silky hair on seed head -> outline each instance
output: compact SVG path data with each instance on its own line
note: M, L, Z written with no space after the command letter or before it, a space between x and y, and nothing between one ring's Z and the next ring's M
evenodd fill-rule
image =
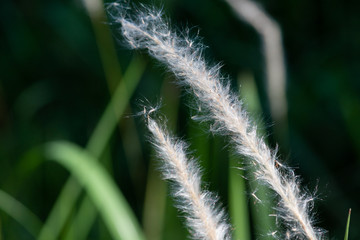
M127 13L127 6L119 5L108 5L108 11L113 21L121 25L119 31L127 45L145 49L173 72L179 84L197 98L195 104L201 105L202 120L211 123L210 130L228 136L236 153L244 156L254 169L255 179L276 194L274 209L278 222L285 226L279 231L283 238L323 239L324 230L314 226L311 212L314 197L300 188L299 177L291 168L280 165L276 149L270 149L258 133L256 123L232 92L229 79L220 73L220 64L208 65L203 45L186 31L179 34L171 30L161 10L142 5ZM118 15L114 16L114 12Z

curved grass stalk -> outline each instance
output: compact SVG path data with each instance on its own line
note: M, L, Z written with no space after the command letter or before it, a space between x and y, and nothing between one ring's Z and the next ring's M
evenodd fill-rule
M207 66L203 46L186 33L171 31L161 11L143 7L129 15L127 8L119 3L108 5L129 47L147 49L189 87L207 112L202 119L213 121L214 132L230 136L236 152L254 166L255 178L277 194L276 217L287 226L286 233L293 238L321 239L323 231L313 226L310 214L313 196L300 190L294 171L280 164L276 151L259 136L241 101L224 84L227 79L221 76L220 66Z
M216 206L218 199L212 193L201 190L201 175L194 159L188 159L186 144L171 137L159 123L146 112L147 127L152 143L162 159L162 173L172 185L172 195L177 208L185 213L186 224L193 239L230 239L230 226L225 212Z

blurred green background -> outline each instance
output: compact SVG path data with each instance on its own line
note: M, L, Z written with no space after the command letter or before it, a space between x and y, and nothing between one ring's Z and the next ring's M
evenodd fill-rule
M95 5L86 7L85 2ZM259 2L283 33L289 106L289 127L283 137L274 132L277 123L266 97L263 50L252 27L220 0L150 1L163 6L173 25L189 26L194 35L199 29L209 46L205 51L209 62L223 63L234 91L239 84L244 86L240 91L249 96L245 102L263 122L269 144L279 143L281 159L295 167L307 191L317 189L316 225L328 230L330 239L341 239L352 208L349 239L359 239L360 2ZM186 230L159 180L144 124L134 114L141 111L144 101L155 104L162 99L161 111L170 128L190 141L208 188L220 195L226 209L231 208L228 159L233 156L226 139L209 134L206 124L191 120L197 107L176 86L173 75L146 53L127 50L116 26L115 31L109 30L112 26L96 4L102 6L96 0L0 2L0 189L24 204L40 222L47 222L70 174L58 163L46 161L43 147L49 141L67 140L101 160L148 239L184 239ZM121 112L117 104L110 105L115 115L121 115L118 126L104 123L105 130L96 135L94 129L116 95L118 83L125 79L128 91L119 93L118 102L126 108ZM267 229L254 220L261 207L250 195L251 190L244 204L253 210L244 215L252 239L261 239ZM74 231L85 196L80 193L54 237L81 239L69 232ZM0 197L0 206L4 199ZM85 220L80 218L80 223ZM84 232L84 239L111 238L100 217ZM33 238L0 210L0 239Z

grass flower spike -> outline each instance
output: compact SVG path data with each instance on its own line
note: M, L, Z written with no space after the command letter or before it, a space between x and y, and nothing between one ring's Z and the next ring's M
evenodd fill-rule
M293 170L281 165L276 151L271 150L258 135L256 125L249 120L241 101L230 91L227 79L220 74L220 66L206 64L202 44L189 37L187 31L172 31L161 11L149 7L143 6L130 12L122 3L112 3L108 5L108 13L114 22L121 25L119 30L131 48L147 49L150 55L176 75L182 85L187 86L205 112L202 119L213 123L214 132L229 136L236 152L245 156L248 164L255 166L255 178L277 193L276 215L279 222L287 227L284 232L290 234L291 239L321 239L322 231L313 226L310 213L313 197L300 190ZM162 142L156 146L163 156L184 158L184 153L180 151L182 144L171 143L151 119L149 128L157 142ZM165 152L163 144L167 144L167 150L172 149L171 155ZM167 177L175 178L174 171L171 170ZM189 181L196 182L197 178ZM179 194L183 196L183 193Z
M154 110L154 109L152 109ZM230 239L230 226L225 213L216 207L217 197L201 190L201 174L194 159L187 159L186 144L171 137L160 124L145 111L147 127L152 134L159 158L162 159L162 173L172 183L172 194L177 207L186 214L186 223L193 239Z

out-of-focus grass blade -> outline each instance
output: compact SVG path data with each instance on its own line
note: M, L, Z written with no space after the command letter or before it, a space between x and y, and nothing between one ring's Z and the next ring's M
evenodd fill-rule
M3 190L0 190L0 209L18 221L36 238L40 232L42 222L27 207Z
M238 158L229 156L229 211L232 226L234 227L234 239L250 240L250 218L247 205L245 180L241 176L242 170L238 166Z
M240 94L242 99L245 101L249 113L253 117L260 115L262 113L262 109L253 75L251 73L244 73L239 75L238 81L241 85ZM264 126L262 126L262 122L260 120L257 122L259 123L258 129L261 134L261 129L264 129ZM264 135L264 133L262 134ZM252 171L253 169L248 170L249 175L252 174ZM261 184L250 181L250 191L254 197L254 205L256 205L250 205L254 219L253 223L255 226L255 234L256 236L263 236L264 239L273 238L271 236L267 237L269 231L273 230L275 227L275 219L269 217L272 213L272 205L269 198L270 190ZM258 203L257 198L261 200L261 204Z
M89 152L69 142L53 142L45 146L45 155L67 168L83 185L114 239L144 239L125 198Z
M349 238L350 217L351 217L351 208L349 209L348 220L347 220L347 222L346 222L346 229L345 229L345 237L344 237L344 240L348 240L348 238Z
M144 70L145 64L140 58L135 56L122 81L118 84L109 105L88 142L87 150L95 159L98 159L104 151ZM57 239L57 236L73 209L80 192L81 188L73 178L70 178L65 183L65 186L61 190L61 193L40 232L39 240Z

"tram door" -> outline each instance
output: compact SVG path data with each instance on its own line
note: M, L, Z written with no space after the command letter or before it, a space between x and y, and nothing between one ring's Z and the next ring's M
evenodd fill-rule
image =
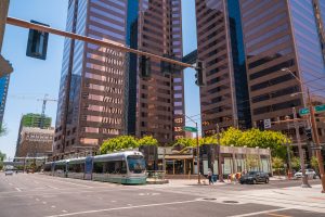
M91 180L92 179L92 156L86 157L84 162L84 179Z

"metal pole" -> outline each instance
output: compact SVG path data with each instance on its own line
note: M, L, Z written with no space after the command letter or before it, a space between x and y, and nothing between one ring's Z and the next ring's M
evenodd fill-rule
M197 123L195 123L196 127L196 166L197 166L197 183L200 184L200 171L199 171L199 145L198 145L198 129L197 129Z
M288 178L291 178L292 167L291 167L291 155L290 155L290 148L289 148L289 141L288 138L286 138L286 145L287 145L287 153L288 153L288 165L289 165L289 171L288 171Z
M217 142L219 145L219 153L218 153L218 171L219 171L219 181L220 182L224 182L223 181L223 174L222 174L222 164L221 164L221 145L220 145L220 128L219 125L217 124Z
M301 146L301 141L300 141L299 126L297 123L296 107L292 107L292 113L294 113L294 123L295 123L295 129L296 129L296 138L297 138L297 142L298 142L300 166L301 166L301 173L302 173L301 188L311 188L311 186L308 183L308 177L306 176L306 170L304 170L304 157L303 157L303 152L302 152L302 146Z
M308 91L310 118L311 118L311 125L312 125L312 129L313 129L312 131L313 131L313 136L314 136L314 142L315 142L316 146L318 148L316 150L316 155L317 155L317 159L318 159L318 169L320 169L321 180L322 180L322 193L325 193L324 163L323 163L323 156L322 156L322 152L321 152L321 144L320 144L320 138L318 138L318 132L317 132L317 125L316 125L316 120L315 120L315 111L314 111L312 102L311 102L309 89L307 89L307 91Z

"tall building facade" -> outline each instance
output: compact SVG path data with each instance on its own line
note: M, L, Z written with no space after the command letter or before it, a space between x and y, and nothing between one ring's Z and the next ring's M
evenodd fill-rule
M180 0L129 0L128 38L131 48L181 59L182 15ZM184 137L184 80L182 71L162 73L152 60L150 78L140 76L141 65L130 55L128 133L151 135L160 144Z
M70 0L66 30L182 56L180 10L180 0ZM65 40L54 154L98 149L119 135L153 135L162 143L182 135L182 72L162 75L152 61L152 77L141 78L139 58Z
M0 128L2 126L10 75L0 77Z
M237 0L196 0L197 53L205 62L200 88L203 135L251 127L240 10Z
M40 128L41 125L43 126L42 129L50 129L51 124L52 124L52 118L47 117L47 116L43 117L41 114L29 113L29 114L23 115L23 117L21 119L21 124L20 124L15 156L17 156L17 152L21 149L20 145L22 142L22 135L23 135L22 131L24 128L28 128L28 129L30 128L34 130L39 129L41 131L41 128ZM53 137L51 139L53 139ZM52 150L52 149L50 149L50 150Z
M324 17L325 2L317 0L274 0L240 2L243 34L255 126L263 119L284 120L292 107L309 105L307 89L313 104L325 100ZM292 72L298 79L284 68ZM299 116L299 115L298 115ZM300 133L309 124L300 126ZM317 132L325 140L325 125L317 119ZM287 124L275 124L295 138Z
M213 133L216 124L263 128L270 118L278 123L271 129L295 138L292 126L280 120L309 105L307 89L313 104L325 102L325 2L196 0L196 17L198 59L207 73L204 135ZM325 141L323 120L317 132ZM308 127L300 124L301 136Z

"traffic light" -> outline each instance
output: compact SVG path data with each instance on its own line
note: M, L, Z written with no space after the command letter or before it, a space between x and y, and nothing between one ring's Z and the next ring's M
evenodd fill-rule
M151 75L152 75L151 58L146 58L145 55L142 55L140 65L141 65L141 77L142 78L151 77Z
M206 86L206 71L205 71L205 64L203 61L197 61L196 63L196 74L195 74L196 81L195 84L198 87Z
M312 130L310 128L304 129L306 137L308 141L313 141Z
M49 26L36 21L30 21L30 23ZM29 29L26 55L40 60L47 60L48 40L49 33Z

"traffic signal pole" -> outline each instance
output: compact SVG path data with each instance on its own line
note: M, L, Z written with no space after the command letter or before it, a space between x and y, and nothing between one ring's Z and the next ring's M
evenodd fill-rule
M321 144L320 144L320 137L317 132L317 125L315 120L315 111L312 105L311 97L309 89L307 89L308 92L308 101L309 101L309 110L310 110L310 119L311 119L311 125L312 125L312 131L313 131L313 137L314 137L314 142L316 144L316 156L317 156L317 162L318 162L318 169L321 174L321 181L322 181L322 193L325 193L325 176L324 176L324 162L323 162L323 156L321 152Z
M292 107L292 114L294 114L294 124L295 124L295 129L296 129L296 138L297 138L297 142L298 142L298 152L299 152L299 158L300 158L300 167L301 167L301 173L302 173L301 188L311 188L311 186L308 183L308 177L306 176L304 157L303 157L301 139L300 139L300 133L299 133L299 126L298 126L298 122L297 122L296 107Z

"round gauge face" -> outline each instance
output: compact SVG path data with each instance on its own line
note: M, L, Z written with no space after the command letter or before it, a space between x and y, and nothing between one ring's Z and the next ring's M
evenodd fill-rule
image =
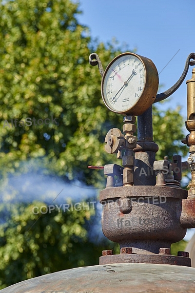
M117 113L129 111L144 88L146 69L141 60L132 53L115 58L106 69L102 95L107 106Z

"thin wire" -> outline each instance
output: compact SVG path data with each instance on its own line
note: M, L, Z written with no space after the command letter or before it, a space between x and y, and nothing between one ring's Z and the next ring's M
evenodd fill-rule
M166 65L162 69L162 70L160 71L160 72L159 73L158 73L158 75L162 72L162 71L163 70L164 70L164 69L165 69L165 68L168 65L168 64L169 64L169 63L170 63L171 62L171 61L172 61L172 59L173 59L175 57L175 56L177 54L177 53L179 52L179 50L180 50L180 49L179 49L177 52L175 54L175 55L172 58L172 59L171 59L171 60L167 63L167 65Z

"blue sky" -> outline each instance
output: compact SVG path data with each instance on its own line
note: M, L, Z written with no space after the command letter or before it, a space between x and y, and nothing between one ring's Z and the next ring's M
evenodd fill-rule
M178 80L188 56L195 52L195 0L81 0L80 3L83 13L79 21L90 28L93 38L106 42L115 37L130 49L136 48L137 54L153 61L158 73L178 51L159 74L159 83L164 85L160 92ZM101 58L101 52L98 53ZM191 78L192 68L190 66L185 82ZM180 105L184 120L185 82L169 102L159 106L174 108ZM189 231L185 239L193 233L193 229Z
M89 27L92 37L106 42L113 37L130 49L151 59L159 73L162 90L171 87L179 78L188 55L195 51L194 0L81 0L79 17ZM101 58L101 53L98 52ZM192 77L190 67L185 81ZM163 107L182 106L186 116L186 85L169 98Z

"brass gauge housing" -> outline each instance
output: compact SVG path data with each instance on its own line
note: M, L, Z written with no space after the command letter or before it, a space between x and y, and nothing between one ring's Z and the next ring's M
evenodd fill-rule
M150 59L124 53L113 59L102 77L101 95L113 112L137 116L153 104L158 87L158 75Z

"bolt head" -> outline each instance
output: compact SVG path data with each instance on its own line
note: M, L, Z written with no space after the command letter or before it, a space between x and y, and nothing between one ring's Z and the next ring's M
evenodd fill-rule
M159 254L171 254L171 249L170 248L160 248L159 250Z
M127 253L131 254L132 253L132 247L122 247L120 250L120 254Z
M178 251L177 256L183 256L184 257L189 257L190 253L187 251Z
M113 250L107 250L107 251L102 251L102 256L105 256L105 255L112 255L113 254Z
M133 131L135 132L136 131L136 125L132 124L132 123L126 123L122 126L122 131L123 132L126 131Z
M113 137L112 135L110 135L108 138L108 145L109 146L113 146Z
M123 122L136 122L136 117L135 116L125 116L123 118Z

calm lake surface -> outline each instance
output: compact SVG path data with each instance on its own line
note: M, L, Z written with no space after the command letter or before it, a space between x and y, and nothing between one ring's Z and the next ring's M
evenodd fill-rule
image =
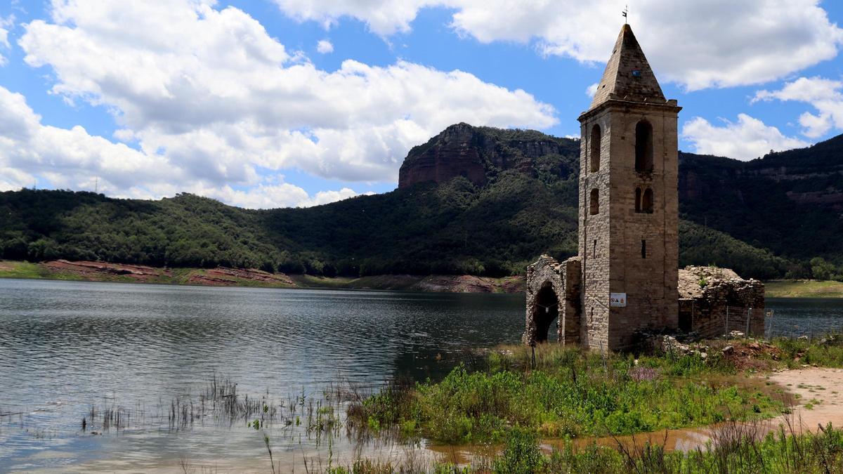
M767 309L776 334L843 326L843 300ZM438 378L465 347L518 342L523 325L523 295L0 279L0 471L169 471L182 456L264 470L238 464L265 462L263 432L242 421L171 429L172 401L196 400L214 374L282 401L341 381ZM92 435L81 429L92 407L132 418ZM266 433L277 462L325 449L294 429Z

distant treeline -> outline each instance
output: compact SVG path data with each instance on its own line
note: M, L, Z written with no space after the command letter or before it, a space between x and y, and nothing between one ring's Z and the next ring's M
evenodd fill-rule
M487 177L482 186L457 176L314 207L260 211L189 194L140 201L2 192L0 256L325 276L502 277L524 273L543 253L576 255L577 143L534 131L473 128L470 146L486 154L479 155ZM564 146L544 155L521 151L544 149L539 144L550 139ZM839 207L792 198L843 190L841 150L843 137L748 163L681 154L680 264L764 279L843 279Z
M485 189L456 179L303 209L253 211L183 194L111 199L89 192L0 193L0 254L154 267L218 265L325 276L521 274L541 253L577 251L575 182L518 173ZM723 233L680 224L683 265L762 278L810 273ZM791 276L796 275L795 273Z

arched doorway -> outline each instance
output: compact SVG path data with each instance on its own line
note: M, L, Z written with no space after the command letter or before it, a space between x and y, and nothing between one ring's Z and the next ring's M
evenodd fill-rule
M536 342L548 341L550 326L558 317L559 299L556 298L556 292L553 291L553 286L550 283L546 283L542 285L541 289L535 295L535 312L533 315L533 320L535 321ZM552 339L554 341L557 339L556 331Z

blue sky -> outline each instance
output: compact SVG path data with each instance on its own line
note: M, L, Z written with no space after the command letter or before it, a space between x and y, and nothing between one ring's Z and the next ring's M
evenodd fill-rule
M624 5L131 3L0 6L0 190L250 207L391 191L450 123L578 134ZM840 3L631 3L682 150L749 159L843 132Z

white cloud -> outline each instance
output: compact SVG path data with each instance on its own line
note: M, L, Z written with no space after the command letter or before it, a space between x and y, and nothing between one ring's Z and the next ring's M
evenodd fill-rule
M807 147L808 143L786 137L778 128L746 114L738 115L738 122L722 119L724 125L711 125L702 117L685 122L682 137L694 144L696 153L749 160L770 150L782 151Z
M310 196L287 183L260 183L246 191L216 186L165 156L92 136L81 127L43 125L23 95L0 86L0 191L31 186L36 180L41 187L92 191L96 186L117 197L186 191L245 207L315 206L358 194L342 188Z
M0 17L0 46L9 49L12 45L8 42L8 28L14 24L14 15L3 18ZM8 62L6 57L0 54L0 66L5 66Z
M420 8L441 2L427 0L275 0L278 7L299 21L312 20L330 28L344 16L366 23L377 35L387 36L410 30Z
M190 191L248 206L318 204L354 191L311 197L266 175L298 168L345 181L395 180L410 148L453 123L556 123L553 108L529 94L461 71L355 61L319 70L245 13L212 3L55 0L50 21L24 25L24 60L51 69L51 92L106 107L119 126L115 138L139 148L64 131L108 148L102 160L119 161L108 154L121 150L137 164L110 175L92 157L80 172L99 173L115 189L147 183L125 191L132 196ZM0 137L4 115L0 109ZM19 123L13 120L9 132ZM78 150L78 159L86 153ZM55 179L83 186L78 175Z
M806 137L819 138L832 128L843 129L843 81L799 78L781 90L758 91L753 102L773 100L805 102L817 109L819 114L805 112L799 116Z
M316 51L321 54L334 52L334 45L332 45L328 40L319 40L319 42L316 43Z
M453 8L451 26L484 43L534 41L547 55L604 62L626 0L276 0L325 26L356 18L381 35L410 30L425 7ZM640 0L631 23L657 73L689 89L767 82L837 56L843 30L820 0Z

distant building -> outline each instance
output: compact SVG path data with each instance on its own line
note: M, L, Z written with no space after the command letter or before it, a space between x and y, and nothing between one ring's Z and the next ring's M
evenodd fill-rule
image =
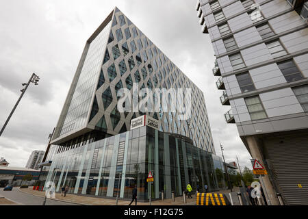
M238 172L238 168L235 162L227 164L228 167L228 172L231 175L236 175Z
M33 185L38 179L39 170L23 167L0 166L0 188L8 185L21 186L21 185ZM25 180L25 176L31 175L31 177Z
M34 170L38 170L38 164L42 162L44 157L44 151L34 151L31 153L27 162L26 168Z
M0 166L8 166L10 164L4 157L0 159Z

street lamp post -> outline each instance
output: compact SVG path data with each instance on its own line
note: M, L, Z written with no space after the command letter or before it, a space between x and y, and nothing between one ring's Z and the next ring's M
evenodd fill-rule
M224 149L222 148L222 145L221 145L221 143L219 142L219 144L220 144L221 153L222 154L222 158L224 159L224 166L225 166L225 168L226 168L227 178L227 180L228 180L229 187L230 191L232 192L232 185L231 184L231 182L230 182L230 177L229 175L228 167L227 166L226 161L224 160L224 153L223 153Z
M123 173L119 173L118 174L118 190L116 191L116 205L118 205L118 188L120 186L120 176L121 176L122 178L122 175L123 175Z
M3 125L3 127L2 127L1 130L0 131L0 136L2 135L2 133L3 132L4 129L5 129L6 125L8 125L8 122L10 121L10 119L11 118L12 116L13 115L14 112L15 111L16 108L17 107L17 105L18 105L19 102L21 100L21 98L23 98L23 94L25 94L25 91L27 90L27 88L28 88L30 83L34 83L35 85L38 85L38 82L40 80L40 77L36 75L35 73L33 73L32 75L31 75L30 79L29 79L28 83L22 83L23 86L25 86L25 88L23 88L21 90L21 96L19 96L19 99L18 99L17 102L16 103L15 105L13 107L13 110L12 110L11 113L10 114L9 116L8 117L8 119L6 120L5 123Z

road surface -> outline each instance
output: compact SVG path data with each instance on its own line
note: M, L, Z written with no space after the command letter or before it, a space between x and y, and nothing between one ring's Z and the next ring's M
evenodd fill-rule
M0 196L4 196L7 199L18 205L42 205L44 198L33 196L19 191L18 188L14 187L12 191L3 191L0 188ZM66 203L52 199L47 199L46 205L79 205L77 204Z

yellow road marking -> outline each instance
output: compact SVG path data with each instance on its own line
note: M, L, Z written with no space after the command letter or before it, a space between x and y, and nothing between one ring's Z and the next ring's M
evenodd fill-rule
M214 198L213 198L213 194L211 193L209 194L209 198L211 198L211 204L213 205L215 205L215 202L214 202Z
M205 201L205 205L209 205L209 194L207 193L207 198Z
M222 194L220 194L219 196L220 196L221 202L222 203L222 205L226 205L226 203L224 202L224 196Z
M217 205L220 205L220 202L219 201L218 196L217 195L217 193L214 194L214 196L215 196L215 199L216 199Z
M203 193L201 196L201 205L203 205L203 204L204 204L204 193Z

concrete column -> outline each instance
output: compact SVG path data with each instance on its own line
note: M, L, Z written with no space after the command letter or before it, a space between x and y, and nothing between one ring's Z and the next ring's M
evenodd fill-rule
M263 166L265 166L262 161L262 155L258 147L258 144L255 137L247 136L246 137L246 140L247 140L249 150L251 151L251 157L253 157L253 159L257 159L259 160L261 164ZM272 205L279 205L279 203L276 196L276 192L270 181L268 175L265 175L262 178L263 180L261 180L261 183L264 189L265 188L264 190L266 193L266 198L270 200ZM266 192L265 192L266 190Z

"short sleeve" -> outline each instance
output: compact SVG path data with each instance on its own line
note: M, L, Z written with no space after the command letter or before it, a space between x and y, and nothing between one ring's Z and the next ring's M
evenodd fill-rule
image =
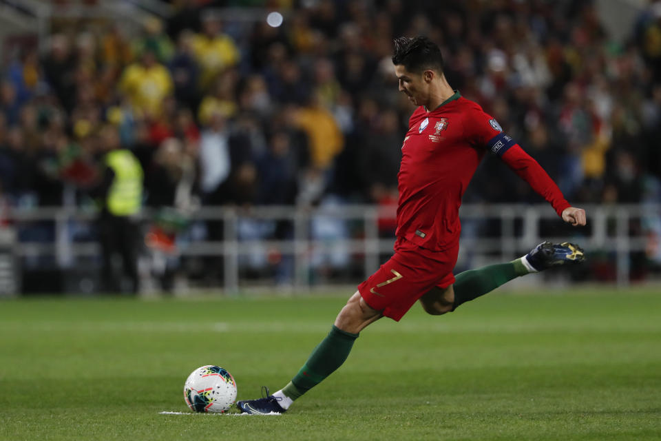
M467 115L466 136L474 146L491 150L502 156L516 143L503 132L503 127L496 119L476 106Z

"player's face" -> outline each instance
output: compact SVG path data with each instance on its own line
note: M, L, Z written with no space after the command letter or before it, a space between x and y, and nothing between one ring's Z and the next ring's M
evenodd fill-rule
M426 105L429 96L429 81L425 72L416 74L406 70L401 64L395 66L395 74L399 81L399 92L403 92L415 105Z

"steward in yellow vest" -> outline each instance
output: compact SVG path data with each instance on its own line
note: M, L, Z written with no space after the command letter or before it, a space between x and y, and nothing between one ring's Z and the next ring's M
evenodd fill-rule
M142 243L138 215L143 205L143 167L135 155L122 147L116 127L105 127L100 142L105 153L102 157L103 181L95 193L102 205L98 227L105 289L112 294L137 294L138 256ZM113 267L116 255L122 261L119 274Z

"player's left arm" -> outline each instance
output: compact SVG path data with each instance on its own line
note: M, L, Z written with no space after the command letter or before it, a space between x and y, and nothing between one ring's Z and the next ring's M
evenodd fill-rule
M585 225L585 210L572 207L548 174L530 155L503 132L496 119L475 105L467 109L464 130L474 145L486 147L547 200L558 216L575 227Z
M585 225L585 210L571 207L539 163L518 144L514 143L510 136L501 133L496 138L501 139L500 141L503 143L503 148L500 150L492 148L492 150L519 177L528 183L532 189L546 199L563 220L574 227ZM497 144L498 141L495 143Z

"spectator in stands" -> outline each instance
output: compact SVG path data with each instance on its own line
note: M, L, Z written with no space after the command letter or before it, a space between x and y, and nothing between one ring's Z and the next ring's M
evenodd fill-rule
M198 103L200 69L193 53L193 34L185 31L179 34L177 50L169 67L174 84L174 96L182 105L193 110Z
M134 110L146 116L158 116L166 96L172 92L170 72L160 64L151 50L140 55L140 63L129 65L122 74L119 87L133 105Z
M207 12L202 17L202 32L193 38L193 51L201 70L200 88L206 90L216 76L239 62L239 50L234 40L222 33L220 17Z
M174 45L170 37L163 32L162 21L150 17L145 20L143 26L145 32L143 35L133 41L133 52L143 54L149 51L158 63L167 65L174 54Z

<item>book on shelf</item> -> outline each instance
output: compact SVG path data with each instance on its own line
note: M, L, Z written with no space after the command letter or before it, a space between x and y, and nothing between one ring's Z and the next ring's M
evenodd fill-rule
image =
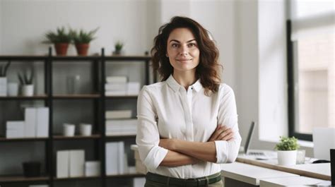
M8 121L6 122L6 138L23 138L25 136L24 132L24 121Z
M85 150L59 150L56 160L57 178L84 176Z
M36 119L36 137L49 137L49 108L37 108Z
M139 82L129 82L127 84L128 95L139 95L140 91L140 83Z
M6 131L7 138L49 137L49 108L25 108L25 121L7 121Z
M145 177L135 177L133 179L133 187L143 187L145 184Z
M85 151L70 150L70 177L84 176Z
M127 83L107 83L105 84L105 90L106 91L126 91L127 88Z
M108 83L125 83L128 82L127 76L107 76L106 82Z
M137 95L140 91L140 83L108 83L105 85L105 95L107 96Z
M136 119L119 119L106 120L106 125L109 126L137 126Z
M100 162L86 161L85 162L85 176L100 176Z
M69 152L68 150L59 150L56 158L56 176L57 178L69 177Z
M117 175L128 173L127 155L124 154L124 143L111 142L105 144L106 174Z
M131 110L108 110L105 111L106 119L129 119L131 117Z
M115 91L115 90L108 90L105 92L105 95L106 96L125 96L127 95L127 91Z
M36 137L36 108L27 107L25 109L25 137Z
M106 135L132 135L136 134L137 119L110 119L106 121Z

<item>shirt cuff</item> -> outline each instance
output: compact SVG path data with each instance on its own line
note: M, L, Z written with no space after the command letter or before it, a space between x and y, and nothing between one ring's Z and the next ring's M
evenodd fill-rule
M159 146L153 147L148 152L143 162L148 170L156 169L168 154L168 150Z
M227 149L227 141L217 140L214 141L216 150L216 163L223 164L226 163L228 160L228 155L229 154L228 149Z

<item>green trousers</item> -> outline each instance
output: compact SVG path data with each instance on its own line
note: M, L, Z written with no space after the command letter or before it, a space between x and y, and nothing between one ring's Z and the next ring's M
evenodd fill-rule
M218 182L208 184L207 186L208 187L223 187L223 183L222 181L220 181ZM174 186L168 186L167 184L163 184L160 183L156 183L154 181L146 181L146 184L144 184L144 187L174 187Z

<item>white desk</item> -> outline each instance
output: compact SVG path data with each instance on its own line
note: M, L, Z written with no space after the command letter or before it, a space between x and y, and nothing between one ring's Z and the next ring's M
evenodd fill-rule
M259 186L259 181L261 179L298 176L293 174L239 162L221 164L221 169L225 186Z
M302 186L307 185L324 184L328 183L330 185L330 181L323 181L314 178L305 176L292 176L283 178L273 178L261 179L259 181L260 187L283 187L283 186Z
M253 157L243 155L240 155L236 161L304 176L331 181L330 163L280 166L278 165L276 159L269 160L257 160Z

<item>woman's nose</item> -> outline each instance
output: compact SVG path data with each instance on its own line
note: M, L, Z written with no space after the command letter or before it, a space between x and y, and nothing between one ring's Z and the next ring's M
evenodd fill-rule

### What to work on
Repeat the lines from the one containing "grass flower spike -> outline each instance" through the one containing "M293 170L281 165L276", inclusive, character for character.

### Written solution
grass flower spike -> outline each instance
output: compact SVG path data with each instance on its own line
note: M, L, Z written with no space after the command letter or before it, a space between x and y, and nothing between one ring's Z and the next ring's M
evenodd fill-rule
M293 170L281 165L276 151L271 150L258 135L256 125L249 120L241 101L230 91L227 79L220 74L220 66L206 64L202 44L189 37L187 31L172 31L161 11L149 7L143 6L130 12L122 3L112 3L108 5L108 13L114 22L121 25L119 30L131 48L147 49L150 55L176 75L182 85L187 86L205 112L202 119L213 123L214 132L229 136L236 152L245 156L248 164L255 166L255 178L277 193L276 215L279 222L287 227L284 232L290 234L291 239L321 239L322 231L313 226L310 213L313 197L300 190ZM162 142L156 146L163 156L184 158L184 153L180 151L182 144L171 143L151 119L149 128L157 142ZM165 152L163 144L167 144L167 150L172 149L171 155ZM167 177L175 178L174 171L171 170ZM189 181L196 182L197 178ZM179 194L183 196L183 193Z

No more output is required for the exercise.